*Task requirements*: Transcribe, exactly as they appear, only the lines from the one holding "the blonde hair" through the end of the entries below.

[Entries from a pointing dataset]
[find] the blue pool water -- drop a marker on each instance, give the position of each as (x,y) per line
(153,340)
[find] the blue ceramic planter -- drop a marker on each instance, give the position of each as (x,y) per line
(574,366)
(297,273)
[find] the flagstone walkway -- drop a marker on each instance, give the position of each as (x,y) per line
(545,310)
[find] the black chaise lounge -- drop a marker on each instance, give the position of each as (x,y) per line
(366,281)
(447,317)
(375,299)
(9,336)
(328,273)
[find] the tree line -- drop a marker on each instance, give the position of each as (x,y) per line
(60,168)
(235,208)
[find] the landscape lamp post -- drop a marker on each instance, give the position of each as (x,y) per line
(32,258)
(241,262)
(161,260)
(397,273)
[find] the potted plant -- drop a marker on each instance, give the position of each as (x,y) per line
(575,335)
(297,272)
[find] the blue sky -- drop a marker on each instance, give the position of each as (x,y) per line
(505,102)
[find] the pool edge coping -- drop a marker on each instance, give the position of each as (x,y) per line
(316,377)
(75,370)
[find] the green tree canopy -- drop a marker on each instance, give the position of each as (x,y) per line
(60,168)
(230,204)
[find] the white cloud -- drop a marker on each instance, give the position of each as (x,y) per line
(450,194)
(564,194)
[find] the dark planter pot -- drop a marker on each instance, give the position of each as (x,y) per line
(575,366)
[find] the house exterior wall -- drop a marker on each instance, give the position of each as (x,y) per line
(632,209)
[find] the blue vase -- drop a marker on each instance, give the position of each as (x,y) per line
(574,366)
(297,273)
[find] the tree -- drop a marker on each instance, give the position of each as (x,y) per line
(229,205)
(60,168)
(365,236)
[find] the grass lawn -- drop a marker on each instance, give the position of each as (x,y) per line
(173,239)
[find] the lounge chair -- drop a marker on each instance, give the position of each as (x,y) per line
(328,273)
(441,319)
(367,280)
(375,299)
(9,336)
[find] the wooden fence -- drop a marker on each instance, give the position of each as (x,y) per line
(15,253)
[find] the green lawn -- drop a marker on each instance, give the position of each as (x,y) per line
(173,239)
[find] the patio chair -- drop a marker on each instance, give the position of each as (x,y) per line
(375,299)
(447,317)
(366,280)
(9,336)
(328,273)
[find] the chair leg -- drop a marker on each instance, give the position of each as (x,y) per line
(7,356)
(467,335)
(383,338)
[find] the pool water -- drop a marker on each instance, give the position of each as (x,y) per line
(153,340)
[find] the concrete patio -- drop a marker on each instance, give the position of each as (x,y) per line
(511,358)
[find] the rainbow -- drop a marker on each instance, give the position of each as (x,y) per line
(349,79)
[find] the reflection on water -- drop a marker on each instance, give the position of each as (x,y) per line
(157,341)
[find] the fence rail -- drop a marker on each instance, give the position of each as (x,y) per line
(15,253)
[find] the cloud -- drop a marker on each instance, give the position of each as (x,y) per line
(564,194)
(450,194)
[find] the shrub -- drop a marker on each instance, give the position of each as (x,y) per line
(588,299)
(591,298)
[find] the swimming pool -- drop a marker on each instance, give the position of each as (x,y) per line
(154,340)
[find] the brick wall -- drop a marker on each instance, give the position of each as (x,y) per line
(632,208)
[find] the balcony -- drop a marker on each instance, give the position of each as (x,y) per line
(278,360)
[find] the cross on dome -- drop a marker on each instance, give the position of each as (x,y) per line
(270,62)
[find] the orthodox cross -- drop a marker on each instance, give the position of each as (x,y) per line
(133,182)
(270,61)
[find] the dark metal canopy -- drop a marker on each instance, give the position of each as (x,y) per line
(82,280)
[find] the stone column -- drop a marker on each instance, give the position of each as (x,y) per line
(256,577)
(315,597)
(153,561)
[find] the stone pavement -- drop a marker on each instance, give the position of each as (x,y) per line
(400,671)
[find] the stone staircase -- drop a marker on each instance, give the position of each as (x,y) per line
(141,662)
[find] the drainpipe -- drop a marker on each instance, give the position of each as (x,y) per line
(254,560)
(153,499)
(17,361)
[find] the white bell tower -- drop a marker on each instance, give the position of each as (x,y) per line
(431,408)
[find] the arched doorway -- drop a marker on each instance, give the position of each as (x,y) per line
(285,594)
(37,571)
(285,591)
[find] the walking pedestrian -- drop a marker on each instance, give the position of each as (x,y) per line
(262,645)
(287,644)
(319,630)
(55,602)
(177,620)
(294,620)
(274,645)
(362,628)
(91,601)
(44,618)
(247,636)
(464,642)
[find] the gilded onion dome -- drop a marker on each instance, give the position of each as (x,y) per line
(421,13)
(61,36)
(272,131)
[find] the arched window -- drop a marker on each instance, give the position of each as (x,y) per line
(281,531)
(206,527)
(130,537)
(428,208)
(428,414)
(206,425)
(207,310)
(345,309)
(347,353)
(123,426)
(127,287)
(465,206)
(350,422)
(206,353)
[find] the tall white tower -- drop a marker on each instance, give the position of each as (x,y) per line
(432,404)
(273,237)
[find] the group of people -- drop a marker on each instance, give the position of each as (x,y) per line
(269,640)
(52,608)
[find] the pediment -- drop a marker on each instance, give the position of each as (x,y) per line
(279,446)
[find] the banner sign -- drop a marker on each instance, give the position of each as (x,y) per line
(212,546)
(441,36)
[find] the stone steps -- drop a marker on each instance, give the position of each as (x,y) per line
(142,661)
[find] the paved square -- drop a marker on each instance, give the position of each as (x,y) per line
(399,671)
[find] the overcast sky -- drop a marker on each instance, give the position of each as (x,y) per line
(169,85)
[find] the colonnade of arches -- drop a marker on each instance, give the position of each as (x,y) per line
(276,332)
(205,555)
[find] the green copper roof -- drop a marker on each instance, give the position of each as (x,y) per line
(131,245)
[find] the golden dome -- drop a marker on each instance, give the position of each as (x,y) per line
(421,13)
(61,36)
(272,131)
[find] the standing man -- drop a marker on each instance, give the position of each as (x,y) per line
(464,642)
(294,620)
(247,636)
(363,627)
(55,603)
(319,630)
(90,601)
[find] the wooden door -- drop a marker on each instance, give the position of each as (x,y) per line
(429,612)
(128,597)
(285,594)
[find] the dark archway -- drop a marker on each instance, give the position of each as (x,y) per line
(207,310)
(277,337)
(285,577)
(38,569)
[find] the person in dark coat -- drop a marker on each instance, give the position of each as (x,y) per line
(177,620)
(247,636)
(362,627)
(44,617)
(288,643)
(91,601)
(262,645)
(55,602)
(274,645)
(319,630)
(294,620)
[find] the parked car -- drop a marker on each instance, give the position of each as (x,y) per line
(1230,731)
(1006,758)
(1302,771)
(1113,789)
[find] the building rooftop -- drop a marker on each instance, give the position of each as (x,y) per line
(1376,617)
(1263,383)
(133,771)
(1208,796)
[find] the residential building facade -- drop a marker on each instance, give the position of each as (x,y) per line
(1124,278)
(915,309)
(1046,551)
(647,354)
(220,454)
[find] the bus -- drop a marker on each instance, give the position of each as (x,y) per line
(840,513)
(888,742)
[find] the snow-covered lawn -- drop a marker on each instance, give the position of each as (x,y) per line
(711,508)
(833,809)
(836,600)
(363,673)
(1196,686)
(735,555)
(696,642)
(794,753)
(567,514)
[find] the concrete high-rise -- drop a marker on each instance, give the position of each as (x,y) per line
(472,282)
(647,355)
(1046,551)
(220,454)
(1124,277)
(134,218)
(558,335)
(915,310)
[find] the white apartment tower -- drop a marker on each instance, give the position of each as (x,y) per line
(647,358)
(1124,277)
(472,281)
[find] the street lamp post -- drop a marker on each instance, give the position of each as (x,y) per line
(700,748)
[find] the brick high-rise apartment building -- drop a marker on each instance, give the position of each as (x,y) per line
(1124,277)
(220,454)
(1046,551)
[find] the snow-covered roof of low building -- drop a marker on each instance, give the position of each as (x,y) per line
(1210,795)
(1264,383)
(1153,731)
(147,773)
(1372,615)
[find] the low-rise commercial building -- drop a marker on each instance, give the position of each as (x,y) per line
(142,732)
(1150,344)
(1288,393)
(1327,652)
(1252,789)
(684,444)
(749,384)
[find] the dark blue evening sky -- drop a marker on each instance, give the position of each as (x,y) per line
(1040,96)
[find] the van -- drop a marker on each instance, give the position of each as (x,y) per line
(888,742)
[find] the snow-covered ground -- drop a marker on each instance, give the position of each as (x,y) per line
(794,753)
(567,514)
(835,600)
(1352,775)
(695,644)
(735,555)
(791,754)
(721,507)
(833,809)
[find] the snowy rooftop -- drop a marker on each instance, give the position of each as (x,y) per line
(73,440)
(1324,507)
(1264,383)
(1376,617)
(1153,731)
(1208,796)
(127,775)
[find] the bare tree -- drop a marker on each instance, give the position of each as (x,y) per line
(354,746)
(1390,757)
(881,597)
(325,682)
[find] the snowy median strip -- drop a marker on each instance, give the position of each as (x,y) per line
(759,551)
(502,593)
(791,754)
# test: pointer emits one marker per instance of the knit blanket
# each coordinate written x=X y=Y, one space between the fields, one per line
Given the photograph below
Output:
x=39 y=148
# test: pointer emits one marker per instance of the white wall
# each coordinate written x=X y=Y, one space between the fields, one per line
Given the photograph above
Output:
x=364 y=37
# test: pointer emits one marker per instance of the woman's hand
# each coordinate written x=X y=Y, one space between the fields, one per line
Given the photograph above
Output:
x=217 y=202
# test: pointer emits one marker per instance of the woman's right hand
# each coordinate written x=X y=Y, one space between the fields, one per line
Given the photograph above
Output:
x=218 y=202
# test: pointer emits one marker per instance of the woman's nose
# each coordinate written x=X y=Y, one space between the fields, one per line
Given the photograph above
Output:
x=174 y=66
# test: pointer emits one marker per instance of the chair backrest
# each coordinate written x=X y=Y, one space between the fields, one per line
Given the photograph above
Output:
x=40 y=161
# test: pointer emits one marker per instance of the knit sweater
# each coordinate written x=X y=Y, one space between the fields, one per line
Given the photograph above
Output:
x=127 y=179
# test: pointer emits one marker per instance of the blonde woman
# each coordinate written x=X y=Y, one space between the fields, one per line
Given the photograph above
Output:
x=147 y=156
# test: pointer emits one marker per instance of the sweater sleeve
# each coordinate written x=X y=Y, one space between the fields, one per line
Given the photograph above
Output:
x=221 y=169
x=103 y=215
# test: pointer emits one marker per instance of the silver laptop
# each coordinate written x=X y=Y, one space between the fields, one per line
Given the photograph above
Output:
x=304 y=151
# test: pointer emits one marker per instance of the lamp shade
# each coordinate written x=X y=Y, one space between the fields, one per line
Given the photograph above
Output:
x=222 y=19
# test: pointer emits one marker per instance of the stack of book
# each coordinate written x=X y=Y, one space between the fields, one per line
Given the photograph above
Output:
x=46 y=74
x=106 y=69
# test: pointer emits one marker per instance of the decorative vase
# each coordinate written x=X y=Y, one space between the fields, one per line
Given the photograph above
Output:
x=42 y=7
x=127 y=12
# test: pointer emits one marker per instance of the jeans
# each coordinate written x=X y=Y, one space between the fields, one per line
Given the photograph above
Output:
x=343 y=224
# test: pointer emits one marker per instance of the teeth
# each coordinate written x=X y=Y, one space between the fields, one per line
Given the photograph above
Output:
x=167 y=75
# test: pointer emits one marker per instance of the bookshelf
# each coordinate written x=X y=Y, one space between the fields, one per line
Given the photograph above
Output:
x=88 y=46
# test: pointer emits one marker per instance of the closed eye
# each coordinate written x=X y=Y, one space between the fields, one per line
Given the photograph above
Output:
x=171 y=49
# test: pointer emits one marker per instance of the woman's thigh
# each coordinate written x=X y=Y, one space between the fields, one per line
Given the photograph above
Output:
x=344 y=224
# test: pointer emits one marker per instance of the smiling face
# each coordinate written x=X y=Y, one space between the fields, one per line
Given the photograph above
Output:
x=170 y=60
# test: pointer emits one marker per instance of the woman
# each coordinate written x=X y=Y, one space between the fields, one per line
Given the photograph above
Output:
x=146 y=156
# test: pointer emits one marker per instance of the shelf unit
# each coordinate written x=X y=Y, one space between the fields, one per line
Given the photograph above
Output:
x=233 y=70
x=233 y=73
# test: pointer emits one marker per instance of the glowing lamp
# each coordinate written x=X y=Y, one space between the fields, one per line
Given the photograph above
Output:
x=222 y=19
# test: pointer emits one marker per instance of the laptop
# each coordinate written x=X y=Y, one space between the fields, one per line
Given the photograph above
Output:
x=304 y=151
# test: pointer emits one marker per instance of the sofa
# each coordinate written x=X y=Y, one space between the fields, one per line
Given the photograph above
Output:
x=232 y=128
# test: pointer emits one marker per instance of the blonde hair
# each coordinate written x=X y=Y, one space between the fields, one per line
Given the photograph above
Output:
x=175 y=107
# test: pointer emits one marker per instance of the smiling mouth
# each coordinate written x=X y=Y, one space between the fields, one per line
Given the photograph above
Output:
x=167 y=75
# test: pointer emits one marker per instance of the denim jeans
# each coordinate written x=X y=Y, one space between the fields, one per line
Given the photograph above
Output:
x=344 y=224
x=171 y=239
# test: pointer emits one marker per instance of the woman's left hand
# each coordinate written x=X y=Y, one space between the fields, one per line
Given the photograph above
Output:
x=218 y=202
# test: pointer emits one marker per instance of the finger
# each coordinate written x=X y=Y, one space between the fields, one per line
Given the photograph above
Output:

*Reply to the exercise*:
# test: pointer emits one marker per instance of the blonde hair
# each coordinate written x=X y=Y, one space between the fields, one per line
Given the photograph above
Output:
x=175 y=107
# test: pointer emits one marker per instance of the smiling mouth
# each coordinate written x=X y=Y, one space between the fields, one per line
Given the photograph above
Output:
x=167 y=75
# test: pointer emits one marker per instance of the denim jeans
# each coordinate written x=X y=Y, one space between the fields, one per line
Given the photograph above
Output:
x=344 y=224
x=171 y=239
# test: pointer emits one marker per instance of the woman's left hand
# each coordinate written x=X y=Y, one space between the fields, one per line
Given the photograph above
Output:
x=218 y=202
# test: pointer emits one marker per instance of the finger
# each coordinate written x=X y=Y, one space between the fields, one per line
Given the photograph above
Output:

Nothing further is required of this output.